▶ _TASK DIRECTIONS_: Below are records to return verbatim; the pictures are to be dropped.

Dataset entries

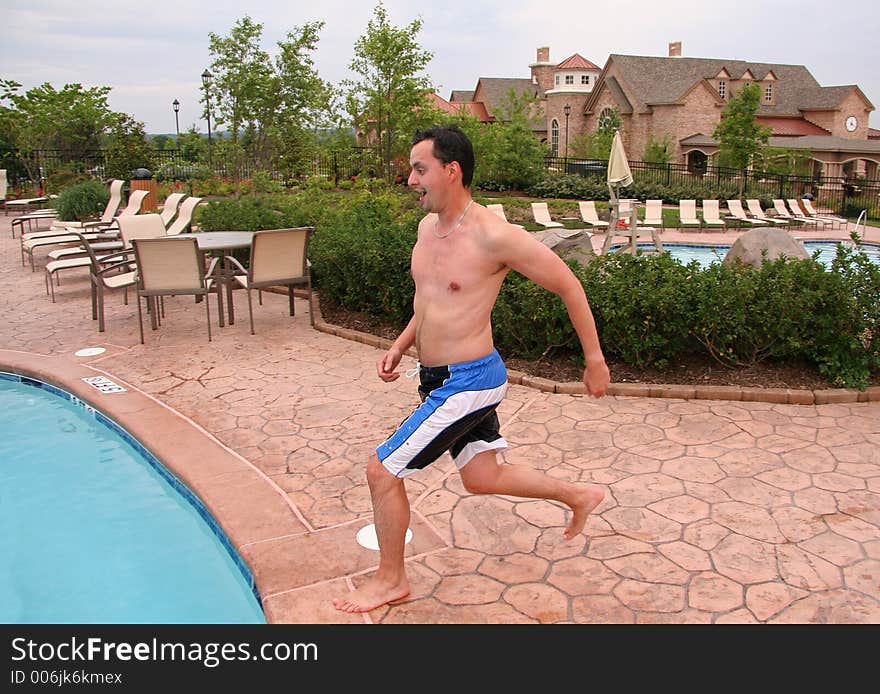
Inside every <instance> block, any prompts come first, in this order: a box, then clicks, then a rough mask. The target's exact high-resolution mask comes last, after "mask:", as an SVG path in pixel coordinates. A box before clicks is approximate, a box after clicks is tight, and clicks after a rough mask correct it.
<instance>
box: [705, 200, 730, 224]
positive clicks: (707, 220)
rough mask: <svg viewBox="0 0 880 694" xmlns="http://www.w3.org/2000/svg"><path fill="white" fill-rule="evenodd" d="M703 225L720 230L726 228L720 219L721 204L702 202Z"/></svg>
mask: <svg viewBox="0 0 880 694" xmlns="http://www.w3.org/2000/svg"><path fill="white" fill-rule="evenodd" d="M703 224H704V225H705V226H707V227H716V228H721V229H724V228H726V227H727V224H726V223H725V221H724V220H723V219H721V204H720V203H719V202H718V201H717V200H703Z"/></svg>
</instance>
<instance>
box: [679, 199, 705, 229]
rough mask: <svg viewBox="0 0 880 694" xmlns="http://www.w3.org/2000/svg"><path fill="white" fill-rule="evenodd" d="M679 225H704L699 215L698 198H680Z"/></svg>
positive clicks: (679, 226) (679, 205) (699, 227)
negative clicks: (697, 208) (686, 199)
mask: <svg viewBox="0 0 880 694" xmlns="http://www.w3.org/2000/svg"><path fill="white" fill-rule="evenodd" d="M678 225H679V227H681V228H684V229H686V228H688V227H698V228H701V227H702V226H703V224H702V222H700V219H699V218H698V217H697V201H696V200H679V201H678Z"/></svg>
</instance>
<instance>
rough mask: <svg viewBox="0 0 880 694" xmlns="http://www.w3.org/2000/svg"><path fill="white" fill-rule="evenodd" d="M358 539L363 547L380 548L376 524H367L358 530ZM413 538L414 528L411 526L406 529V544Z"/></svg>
mask: <svg viewBox="0 0 880 694" xmlns="http://www.w3.org/2000/svg"><path fill="white" fill-rule="evenodd" d="M356 539H357V541H358V544H359V545H360V546H361V547H366V548H367V549H375V550H378V549H379V539H378V538H377V537H376V524H375V523H370V524H369V525H365V526H364V527H363V528H361V529H360V530H358V534H357V535H356ZM410 540H412V530H410V529H409V528H407V529H406V538H405V539H404V544H409V541H410Z"/></svg>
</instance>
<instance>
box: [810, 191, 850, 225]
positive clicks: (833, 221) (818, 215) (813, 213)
mask: <svg viewBox="0 0 880 694" xmlns="http://www.w3.org/2000/svg"><path fill="white" fill-rule="evenodd" d="M801 206H802V207H803V210H804V212H806V216H807V217H810V218H811V219H821V220H823V221H826V222H828V223H829V224H836V225H838V226H843V228H844V229H845V228H846V226H847V224H849V220H847V219H844V218H843V217H838V216H836V215H833V214H828V213H825V212H817V211H816V208H815V207H813V201H812V200H810V199H809V198H803V199H802V200H801Z"/></svg>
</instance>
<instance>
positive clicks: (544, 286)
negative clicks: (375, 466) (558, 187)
mask: <svg viewBox="0 0 880 694" xmlns="http://www.w3.org/2000/svg"><path fill="white" fill-rule="evenodd" d="M499 252H500V256H501V261H502V262H503V263H504V264H505V265H507V266H508V267H510V268H511V269H513V270H516V271H517V272H519V273H521V274H523V275H525V276H526V277H528V278H529V279H530V280H532V281H533V282H535V283H536V284H539V285H541V286H542V287H544V288H545V289H547V290H549V291H551V292H553V293H554V294H557V295H559V297H560V298H561V299H562V301H563V303H564V304H565V308H566V310H567V311H568V315H569V318H570V319H571V323H572V326H574V329H575V332H576V333H577V336H578V339H579V340H580V343H581V348H582V349H583V351H584V363H585V365H586V368H585V369H584V379H583V380H584V385H585V386H586V387H587V392H588V393H590V394H591V395H593V396H595V397H597V398H598V397H602V396H603V395H604V394H605V391H606V390H607V389H608V384H609V382H610V380H611V376H610V373H609V371H608V365H607V364H606V363H605V356H604V355H603V353H602V346H601V344H600V343H599V334H598V332H597V331H596V322H595V320H594V318H593V312H592V310H591V309H590V303H589V301H588V300H587V295H586V293H585V292H584V288H583V285H582V284H581V283H580V281H579V280H578V278H577V277H576V276H575V274H574V273H573V272H572V271H571V269H570V268H569V267H568V265H566V264H565V262H564V261H563V260H562V259H561V258H560V257H559V256H558V255H556V253H554V252H553V251H552V250H550V249H549V248H547V246H545V245H544V244H543V243H541V242H540V241H538V240H537V239H536V238H534V237H533V236H532V235H531V234H529V232H527V231H524V230H522V229H517V228H515V227H514V228H513V231H506V232H505V233H504V234H503V235H502V236H501V241H500V242H499Z"/></svg>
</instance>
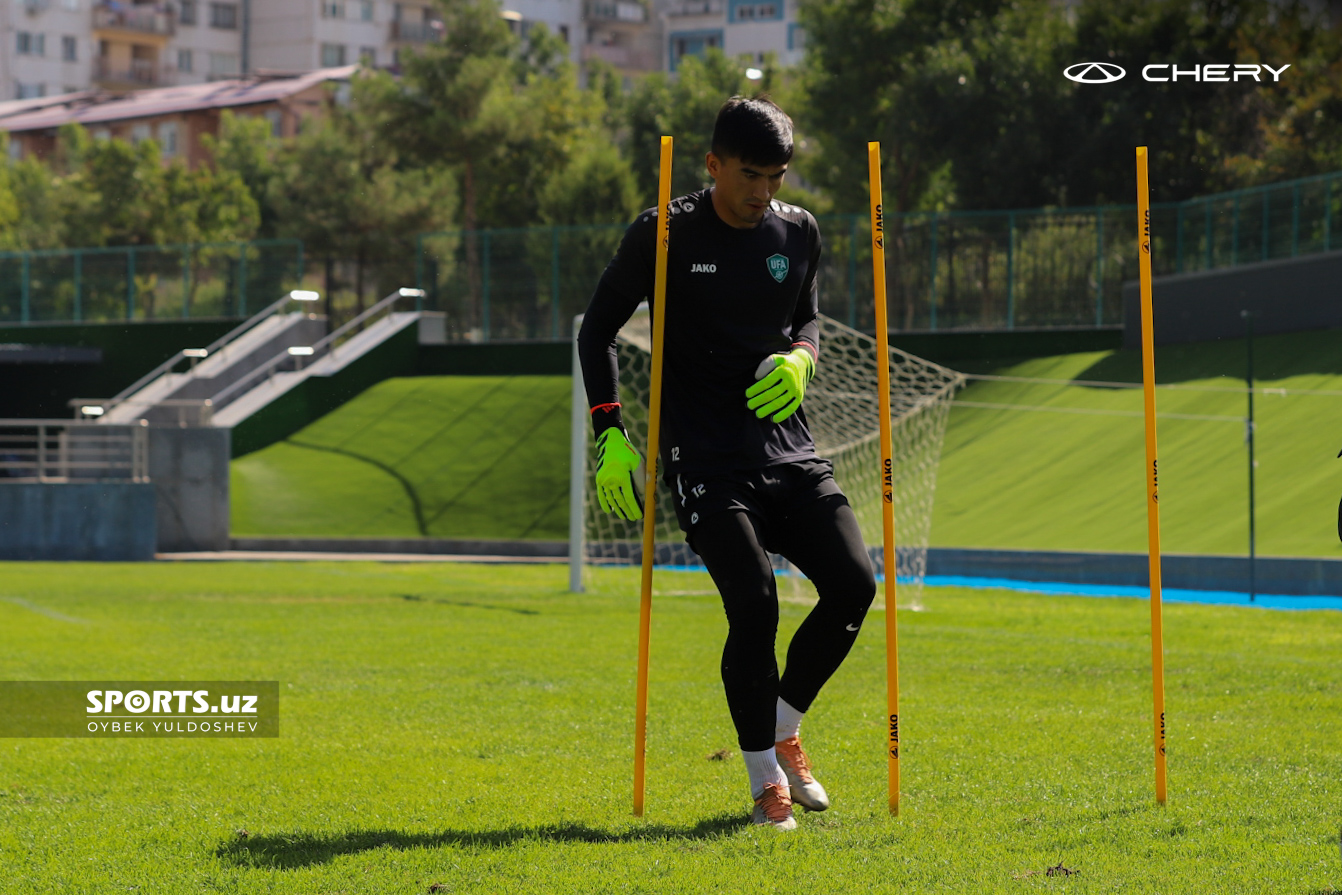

▶ _SOLVED PROBLEM_:
Inside every <instance> block, any prompts come first, in this order: a box, then clicks, then a rough mask. The target's exact high-resolution mask comes last, after "mask:", as an SVG path in pixel coordinates. A box before clicks is approximate, a box after clicks is tight, and clicks after a rough mask correct it.
<instance>
box: [705, 200, 730, 224]
positive clicks: (707, 220)
rough mask: <svg viewBox="0 0 880 694" xmlns="http://www.w3.org/2000/svg"><path fill="white" fill-rule="evenodd" d="M703 225L720 230L726 228L720 219L721 204L702 202Z"/></svg>
mask: <svg viewBox="0 0 880 694" xmlns="http://www.w3.org/2000/svg"><path fill="white" fill-rule="evenodd" d="M703 224H704V225H705V226H707V227H716V228H721V229H724V228H726V227H727V224H726V223H725V221H724V220H723V219H721V204H720V203H719V202H718V201H717V200H703Z"/></svg>
</instance>
<instance>
box: [679, 199, 705, 229]
rough mask: <svg viewBox="0 0 880 694" xmlns="http://www.w3.org/2000/svg"><path fill="white" fill-rule="evenodd" d="M679 225H704L699 215L698 198H680Z"/></svg>
positive clicks: (679, 226) (679, 205) (699, 227)
negative clicks: (697, 208) (686, 199)
mask: <svg viewBox="0 0 880 694" xmlns="http://www.w3.org/2000/svg"><path fill="white" fill-rule="evenodd" d="M678 225H679V227H681V228H684V229H686V228H688V227H698V228H701V227H702V226H703V224H702V222H700V219H699V218H698V217H697V201H696V200H679V201H678Z"/></svg>
</instance>
<instance>
rough mask: <svg viewBox="0 0 880 694" xmlns="http://www.w3.org/2000/svg"><path fill="white" fill-rule="evenodd" d="M358 539L363 547L380 548L376 524H367L358 530ZM413 538L414 528L411 526L406 529V544Z"/></svg>
mask: <svg viewBox="0 0 880 694" xmlns="http://www.w3.org/2000/svg"><path fill="white" fill-rule="evenodd" d="M356 539H357V541H358V544H359V545H360V546H361V547H366V548H367V549H375V550H378V549H379V539H378V538H377V537H376V524H375V523H370V524H369V525H365V526H364V527H363V528H361V529H360V530H358V534H357V535H356ZM410 540H412V530H410V529H409V528H407V529H406V538H405V539H404V544H409V541H410Z"/></svg>
</instance>
<instance>
box: [810, 191, 850, 225]
positive clicks: (833, 221) (818, 215) (813, 213)
mask: <svg viewBox="0 0 880 694" xmlns="http://www.w3.org/2000/svg"><path fill="white" fill-rule="evenodd" d="M801 206H802V207H803V210H804V212H806V216H807V217H810V218H811V219H821V220H823V221H826V222H828V223H829V224H836V225H838V226H843V228H844V229H845V228H846V226H847V224H849V220H847V219H844V218H843V217H838V216H836V215H833V214H828V213H825V212H817V211H816V208H815V207H813V201H812V200H810V199H809V198H803V199H802V200H801Z"/></svg>
</instance>
<instance>
positive clicks: (544, 286)
negative clicks: (375, 466) (558, 187)
mask: <svg viewBox="0 0 880 694" xmlns="http://www.w3.org/2000/svg"><path fill="white" fill-rule="evenodd" d="M499 252H500V256H501V261H502V262H503V263H504V264H505V265H507V266H508V267H510V268H511V269H513V270H516V271H517V272H519V273H521V274H523V275H525V276H526V277H528V278H529V279H530V280H532V281H533V282H535V283H536V284H539V285H541V286H542V287H544V288H545V289H547V290H549V291H551V292H553V293H554V294H557V295H559V297H560V298H561V299H562V301H563V303H564V304H565V308H566V310H567V311H568V315H569V318H570V319H571V323H572V326H574V329H575V332H576V333H577V336H578V339H579V340H580V343H581V348H582V349H583V351H584V363H585V365H586V368H585V369H584V379H583V380H584V385H585V386H586V387H587V392H588V393H590V394H591V395H593V396H595V397H597V398H598V397H602V396H603V395H604V394H605V391H606V390H607V389H608V384H609V382H610V380H611V376H610V373H609V371H608V365H607V364H606V363H605V356H604V355H603V353H602V346H601V344H600V343H599V334H598V332H597V331H596V322H595V320H594V318H593V312H592V310H591V309H590V303H589V301H588V300H587V295H586V293H585V292H584V288H583V285H582V284H581V283H580V281H579V280H578V278H577V277H576V276H575V274H574V273H573V272H572V271H571V269H570V268H569V267H568V265H566V264H565V262H564V261H563V260H562V259H561V258H560V257H559V256H558V255H556V253H554V252H553V251H552V250H550V249H549V248H547V246H545V245H544V244H543V243H541V242H540V241H538V240H537V239H536V238H534V237H533V236H532V235H531V234H529V232H527V231H524V230H522V229H517V228H515V227H514V228H513V231H506V232H505V233H504V234H503V235H502V236H501V241H500V242H499Z"/></svg>
</instance>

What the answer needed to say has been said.